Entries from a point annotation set

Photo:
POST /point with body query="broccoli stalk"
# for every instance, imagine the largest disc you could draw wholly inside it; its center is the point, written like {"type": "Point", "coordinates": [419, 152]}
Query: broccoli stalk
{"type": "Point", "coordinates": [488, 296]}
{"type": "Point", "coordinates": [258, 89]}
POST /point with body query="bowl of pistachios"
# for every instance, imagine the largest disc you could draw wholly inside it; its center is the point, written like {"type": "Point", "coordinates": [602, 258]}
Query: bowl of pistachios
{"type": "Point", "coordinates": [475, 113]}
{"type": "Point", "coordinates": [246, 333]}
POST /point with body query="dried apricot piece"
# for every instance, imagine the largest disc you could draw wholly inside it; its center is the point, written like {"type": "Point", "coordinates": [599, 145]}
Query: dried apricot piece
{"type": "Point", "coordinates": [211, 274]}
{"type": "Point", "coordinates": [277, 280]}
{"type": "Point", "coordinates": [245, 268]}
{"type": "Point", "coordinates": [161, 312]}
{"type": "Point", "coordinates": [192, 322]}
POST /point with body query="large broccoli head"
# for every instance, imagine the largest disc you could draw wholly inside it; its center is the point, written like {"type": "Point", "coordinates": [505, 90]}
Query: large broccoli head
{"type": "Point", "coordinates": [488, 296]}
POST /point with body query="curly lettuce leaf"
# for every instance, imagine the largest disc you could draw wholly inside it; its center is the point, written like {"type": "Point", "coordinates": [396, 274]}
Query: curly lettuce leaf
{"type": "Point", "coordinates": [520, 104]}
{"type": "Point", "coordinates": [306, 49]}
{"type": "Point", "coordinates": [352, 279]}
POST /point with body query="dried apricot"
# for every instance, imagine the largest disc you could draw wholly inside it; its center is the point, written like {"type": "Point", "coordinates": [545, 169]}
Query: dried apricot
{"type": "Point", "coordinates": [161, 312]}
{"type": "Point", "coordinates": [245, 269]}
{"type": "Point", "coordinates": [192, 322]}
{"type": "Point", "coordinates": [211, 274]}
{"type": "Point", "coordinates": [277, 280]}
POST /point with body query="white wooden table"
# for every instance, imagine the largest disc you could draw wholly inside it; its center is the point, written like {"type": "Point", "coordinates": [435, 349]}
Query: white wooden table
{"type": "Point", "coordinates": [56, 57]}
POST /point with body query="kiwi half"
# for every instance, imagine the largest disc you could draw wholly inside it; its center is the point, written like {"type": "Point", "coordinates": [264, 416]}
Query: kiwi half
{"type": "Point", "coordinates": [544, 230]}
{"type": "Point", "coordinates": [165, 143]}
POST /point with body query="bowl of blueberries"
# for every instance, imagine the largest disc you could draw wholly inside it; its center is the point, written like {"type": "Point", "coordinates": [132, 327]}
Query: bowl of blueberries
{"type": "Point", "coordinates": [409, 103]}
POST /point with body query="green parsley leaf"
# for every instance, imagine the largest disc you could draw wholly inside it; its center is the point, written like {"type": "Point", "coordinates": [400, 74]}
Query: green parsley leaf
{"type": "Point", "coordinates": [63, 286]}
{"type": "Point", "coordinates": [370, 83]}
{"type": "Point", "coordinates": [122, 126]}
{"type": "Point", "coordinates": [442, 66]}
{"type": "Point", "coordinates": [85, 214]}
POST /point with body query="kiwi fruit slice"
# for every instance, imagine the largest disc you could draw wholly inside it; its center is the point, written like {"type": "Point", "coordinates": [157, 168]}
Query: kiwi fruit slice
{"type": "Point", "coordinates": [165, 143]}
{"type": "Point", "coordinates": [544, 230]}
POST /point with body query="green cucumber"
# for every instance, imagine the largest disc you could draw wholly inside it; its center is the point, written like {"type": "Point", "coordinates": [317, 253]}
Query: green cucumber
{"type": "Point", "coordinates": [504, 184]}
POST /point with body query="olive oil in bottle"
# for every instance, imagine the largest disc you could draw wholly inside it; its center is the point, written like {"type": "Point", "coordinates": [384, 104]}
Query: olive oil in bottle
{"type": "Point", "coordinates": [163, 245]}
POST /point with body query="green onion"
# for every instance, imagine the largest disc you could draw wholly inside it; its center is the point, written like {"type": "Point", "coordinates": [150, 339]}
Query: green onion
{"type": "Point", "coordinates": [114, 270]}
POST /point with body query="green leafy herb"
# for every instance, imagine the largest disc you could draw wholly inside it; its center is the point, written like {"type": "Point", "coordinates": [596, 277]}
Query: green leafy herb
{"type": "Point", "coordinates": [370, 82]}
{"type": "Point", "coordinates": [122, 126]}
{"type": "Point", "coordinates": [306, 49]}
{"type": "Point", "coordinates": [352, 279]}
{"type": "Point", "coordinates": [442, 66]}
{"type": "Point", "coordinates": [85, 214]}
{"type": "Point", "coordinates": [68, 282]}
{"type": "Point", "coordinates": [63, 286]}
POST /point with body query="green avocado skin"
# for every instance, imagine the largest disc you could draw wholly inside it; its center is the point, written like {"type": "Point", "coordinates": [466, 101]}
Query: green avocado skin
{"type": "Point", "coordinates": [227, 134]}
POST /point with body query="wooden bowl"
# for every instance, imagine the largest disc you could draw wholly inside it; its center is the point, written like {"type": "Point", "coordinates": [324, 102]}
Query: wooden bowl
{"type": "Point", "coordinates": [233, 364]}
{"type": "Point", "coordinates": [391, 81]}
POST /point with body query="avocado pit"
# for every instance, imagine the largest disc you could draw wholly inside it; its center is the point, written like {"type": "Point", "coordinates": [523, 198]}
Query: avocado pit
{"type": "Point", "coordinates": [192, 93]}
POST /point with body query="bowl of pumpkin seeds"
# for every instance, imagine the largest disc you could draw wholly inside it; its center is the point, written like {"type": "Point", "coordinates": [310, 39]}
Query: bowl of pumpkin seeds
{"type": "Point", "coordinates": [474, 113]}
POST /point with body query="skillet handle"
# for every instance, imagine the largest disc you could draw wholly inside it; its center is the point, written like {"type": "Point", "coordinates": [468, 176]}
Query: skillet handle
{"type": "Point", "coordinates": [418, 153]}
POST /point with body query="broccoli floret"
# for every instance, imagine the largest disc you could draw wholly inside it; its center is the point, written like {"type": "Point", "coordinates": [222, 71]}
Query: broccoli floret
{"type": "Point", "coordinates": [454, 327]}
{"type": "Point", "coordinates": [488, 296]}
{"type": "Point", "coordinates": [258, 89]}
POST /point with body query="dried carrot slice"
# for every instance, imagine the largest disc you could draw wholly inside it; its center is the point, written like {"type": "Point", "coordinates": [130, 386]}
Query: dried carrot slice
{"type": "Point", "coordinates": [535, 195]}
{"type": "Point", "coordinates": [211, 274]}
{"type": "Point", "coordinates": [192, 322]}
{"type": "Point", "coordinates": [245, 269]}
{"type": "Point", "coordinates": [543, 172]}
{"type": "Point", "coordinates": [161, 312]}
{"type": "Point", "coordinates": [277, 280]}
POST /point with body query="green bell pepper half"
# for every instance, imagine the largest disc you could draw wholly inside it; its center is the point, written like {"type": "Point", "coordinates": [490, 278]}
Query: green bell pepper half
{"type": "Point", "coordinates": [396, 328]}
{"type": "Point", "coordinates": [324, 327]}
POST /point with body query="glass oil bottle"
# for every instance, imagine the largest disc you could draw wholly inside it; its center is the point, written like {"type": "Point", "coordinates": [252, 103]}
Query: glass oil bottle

(REQUIRED WORK):
Print the listing above in full, exactly as it is.

(THE RESPONSE):
Photo:
POST /point with body query="broccoli stalk"
# for every instance, imagine the largest disc you could draw wholly inside it; its center is the point, written like {"type": "Point", "coordinates": [419, 152]}
Query: broccoli stalk
{"type": "Point", "coordinates": [488, 296]}
{"type": "Point", "coordinates": [258, 89]}
POST /point with body query="bowl of pistachios"
# for every instance, imagine the largest disc you could draw wholly inside it; its center is the point, written like {"type": "Point", "coordinates": [602, 258]}
Query: bowl of pistachios
{"type": "Point", "coordinates": [475, 113]}
{"type": "Point", "coordinates": [246, 333]}
POST /point with body query="dried apricot piece"
# for every instance, imagine the largest disc you could draw wholly inside it; its center is the point, written like {"type": "Point", "coordinates": [599, 145]}
Query: dried apricot piece
{"type": "Point", "coordinates": [211, 274]}
{"type": "Point", "coordinates": [277, 280]}
{"type": "Point", "coordinates": [245, 268]}
{"type": "Point", "coordinates": [161, 312]}
{"type": "Point", "coordinates": [192, 322]}
POST /point with body query="large broccoli head"
# for every instance, imagine the largest disc you could draw wholly inside it; its center is the point, written like {"type": "Point", "coordinates": [505, 90]}
Query: large broccoli head
{"type": "Point", "coordinates": [488, 296]}
POST /point with body query="curly lettuce leaf"
# for every instance, imagine the largest disc you could draw wholly inside it; its center is the point, written like {"type": "Point", "coordinates": [396, 274]}
Query: curly lettuce leaf
{"type": "Point", "coordinates": [520, 104]}
{"type": "Point", "coordinates": [306, 49]}
{"type": "Point", "coordinates": [352, 279]}
POST /point with body query="dried apricot"
# for every instance, imagine the largest disc you could draw wholly inside it; its center is the point, written like {"type": "Point", "coordinates": [545, 169]}
Query: dried apricot
{"type": "Point", "coordinates": [161, 312]}
{"type": "Point", "coordinates": [245, 269]}
{"type": "Point", "coordinates": [192, 322]}
{"type": "Point", "coordinates": [211, 274]}
{"type": "Point", "coordinates": [277, 280]}
POST /point with body query="white wooden table"
# for every instance, imagine the largest disc you could draw wholly inside it; its center is the point, written like {"type": "Point", "coordinates": [435, 349]}
Query: white wooden table
{"type": "Point", "coordinates": [56, 57]}
POST /point with body query="kiwi half"
# for every instance, imagine the largest disc you could draw wholly inside it; its center is the point, written like {"type": "Point", "coordinates": [264, 416]}
Query: kiwi half
{"type": "Point", "coordinates": [544, 230]}
{"type": "Point", "coordinates": [165, 143]}
POST /point with body query="bowl of blueberries"
# for every instance, imagine the largest disc you could draw wholly inside it; its center is the point, written like {"type": "Point", "coordinates": [132, 327]}
Query: bowl of blueberries
{"type": "Point", "coordinates": [409, 103]}
POST /point with body query="green parsley leaf"
# for every instance, imagine the largest disc you could draw wholly inside it; its center is the point, written like {"type": "Point", "coordinates": [400, 74]}
Query: green parsley leaf
{"type": "Point", "coordinates": [63, 286]}
{"type": "Point", "coordinates": [370, 83]}
{"type": "Point", "coordinates": [122, 126]}
{"type": "Point", "coordinates": [442, 66]}
{"type": "Point", "coordinates": [85, 214]}
POST /point with body query="kiwi fruit slice"
# for every instance, imagine the largest disc you could draw wholly inside it; its center is the point, written like {"type": "Point", "coordinates": [157, 168]}
Query: kiwi fruit slice
{"type": "Point", "coordinates": [165, 143]}
{"type": "Point", "coordinates": [544, 230]}
POST /point with body query="green cucumber"
# for every instance, imagine the largest disc you could draw wholly inside it; its center is the point, written like {"type": "Point", "coordinates": [317, 253]}
Query: green cucumber
{"type": "Point", "coordinates": [504, 184]}
POST /point with body query="olive oil in bottle"
# for every instance, imagine the largest disc you could draw wholly inside it; its center is the point, written like {"type": "Point", "coordinates": [384, 104]}
Query: olive oil in bottle
{"type": "Point", "coordinates": [163, 245]}
POST /point with body query="green onion"
# for every instance, imagine the largest disc you could draw wholly inside it; its center is the point, written like {"type": "Point", "coordinates": [150, 339]}
Query: green onion
{"type": "Point", "coordinates": [114, 270]}
POST /point with body query="green leafy herb"
# for every instance, imagine the largest disc you could draw wholly inside it; its center is the point, written like {"type": "Point", "coordinates": [596, 277]}
Query: green leafy herb
{"type": "Point", "coordinates": [370, 82]}
{"type": "Point", "coordinates": [122, 126]}
{"type": "Point", "coordinates": [306, 49]}
{"type": "Point", "coordinates": [352, 279]}
{"type": "Point", "coordinates": [442, 66]}
{"type": "Point", "coordinates": [85, 214]}
{"type": "Point", "coordinates": [68, 282]}
{"type": "Point", "coordinates": [63, 286]}
POST /point with body query="green avocado skin"
# for every instance, imagine the largest disc you could draw wholly inside it; its center is the point, written like {"type": "Point", "coordinates": [466, 101]}
Query: green avocado skin
{"type": "Point", "coordinates": [227, 134]}
POST /point with body query="wooden bowl"
# for every instance, imagine the largest disc you could draw wholly inside it; its center is the point, written like {"type": "Point", "coordinates": [324, 102]}
Query: wooden bowl
{"type": "Point", "coordinates": [233, 364]}
{"type": "Point", "coordinates": [391, 81]}
POST /point with body query="avocado pit"
# for every instance, imagine the largest disc you could draw wholly inside it; its center is the point, written like {"type": "Point", "coordinates": [523, 198]}
Query: avocado pit
{"type": "Point", "coordinates": [192, 93]}
POST /point with body query="bowl of pumpkin seeds"
# for every instance, imagine the largest disc you could draw wholly inside it; its center is the point, written like {"type": "Point", "coordinates": [310, 39]}
Query: bowl of pumpkin seeds
{"type": "Point", "coordinates": [474, 113]}
POST /point with body query="skillet handle"
# for every instance, imagine the largest disc you could draw wholly inside it; its center is the point, written like {"type": "Point", "coordinates": [468, 176]}
Query: skillet handle
{"type": "Point", "coordinates": [418, 153]}
POST /point with body query="broccoli floret"
# for every instance, imagine the largest disc you could draw wholly inside it; its center is the point, written like {"type": "Point", "coordinates": [222, 71]}
Query: broccoli floret
{"type": "Point", "coordinates": [454, 327]}
{"type": "Point", "coordinates": [488, 296]}
{"type": "Point", "coordinates": [258, 89]}
POST /point with body query="dried carrot slice"
# for every instance, imagine the largest disc you could draw wholly inside it; its center is the point, written like {"type": "Point", "coordinates": [130, 386]}
Query: dried carrot slice
{"type": "Point", "coordinates": [535, 195]}
{"type": "Point", "coordinates": [211, 274]}
{"type": "Point", "coordinates": [192, 322]}
{"type": "Point", "coordinates": [245, 269]}
{"type": "Point", "coordinates": [543, 172]}
{"type": "Point", "coordinates": [161, 312]}
{"type": "Point", "coordinates": [277, 280]}
POST /point with body query="green bell pepper half"
# for every instance, imagine the largest disc you could draw wholly inside it; its center is the point, written like {"type": "Point", "coordinates": [490, 278]}
Query: green bell pepper half
{"type": "Point", "coordinates": [396, 328]}
{"type": "Point", "coordinates": [324, 327]}
POST /point with body query="glass oil bottle"
# for every instance, imagine the largest disc you could draw wholly inside it; its center is the point, written like {"type": "Point", "coordinates": [252, 103]}
Query: glass oil bottle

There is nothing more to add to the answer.